# SET TASK
Copy only what runs from the line containing "Find the shrub;" through the end of the material below, line for line, with both ends included.

# INFORMATION PROVIDED
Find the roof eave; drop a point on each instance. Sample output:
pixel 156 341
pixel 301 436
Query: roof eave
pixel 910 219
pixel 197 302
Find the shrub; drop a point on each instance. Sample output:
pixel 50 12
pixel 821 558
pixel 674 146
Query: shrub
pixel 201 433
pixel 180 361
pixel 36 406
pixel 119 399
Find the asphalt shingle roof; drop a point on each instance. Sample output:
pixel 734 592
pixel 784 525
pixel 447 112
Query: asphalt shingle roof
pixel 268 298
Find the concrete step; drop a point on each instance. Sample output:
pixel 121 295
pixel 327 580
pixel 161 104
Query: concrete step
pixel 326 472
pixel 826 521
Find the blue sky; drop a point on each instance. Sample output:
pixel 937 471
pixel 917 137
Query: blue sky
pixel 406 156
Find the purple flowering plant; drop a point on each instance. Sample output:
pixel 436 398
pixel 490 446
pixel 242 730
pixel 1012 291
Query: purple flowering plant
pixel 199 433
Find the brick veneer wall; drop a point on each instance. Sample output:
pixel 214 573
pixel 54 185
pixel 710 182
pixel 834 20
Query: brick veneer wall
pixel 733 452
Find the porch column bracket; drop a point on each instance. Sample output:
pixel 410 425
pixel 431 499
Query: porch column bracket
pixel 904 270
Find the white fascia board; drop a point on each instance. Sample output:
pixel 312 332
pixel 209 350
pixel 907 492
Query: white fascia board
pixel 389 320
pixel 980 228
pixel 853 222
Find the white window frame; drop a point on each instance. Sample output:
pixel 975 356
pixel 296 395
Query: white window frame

# ANSWER
Find the shrub; drop a point on each instance. Sample output:
pixel 50 12
pixel 821 558
pixel 674 146
Query: shrub
pixel 201 433
pixel 180 361
pixel 36 406
pixel 119 399
Find the asphalt shingle roof; drop a point on each instance. Sample output:
pixel 734 592
pixel 784 525
pixel 447 112
Query: asphalt shingle roof
pixel 268 298
Find the concrete step; drop a point on each instance. Sample output:
pixel 121 295
pixel 327 580
pixel 161 104
Query: concrete step
pixel 326 472
pixel 826 521
Find the blue sky; drop a point on each instance. Sample output:
pixel 937 471
pixel 917 137
Query: blue sky
pixel 406 156
Find the purple flowering plant; drop a point on each instance. Sample output:
pixel 436 398
pixel 490 446
pixel 242 730
pixel 1012 291
Query: purple flowering plant
pixel 199 433
Find the brick veneer wall; drop a point on each instance. Sample output:
pixel 214 573
pixel 54 185
pixel 710 182
pixel 834 20
Query: brick veneer wall
pixel 733 452
Find the porch column bracket; drop a point on each instance. Sample output:
pixel 410 425
pixel 431 499
Query: porch column bracket
pixel 904 270
Find the white fascia board; drop a point on each instance. Sample output:
pixel 312 332
pixel 209 350
pixel 907 492
Query: white fascia board
pixel 389 320
pixel 980 228
pixel 853 222
Find the white window frame; drop a point on each instance. Sample output:
pixel 975 356
pixel 296 395
Query: white window frame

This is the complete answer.